WORK REQUIRED = Return, from the data that follows, each line that holds the word "balcony".

Natural-language object grounding data =
____
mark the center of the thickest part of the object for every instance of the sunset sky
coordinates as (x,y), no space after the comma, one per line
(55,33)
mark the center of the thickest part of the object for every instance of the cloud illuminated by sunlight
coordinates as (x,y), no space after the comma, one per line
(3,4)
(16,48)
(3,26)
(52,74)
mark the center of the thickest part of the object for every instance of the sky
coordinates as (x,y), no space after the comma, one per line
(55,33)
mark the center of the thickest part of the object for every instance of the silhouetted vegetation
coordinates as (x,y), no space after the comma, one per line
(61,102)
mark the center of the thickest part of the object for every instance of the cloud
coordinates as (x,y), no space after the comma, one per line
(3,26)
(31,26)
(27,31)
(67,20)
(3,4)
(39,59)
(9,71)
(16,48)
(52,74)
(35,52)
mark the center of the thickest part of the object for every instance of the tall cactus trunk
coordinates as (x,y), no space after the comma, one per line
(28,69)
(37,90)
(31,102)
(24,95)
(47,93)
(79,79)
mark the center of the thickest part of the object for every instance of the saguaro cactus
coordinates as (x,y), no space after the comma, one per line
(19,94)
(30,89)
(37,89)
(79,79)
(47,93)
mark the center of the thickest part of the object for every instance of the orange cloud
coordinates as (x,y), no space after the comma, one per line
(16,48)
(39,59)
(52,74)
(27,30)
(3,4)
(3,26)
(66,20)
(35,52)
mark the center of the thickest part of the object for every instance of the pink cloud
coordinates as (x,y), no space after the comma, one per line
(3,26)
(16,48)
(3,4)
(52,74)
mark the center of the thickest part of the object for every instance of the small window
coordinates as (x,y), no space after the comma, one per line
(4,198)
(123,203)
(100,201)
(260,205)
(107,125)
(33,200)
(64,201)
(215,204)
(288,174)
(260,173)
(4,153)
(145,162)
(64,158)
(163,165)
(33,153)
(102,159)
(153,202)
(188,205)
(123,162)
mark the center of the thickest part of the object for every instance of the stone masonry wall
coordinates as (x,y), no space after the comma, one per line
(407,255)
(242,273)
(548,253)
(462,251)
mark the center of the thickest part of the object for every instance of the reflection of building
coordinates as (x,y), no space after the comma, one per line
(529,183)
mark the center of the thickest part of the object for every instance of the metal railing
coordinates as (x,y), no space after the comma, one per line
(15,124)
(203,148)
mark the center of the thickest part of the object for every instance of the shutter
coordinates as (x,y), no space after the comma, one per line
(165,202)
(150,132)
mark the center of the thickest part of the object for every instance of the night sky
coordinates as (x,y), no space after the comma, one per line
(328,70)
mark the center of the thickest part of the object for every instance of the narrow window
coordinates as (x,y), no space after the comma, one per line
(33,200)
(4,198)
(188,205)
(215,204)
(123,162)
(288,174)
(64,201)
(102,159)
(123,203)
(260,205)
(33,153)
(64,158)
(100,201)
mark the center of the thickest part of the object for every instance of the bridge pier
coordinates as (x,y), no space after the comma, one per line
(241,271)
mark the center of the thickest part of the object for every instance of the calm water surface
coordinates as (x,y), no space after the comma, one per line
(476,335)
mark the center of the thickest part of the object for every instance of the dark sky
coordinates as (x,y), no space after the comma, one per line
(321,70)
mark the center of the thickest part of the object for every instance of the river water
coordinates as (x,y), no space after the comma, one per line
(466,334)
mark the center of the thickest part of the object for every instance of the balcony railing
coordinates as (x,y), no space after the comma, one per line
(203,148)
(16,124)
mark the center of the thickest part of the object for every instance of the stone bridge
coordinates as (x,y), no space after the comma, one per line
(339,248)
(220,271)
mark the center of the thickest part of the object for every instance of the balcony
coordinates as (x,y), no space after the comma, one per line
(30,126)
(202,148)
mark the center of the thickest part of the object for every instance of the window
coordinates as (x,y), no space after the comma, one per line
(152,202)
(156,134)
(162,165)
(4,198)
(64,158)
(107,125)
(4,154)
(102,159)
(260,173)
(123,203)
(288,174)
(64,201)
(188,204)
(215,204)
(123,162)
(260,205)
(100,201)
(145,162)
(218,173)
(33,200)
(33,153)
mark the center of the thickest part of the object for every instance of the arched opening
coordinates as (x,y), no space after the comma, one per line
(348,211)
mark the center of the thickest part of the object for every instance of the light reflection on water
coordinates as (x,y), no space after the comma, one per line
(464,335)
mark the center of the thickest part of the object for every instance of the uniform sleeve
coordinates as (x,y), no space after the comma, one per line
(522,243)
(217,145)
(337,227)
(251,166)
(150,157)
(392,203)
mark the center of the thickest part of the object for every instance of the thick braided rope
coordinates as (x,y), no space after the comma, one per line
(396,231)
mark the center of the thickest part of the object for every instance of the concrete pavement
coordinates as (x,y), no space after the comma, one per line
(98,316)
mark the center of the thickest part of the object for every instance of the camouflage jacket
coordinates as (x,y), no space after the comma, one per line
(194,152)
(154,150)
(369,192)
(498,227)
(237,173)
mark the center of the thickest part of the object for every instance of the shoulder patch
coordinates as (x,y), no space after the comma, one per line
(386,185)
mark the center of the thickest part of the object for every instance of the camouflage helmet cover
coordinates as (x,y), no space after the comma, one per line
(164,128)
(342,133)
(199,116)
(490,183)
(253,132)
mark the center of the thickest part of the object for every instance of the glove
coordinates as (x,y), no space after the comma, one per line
____
PROBLEM SOLUTION =
mark the center of the thickest part of the object for every instance of the balcony railing
mark the center of the thickest part of the object for every instance of the balcony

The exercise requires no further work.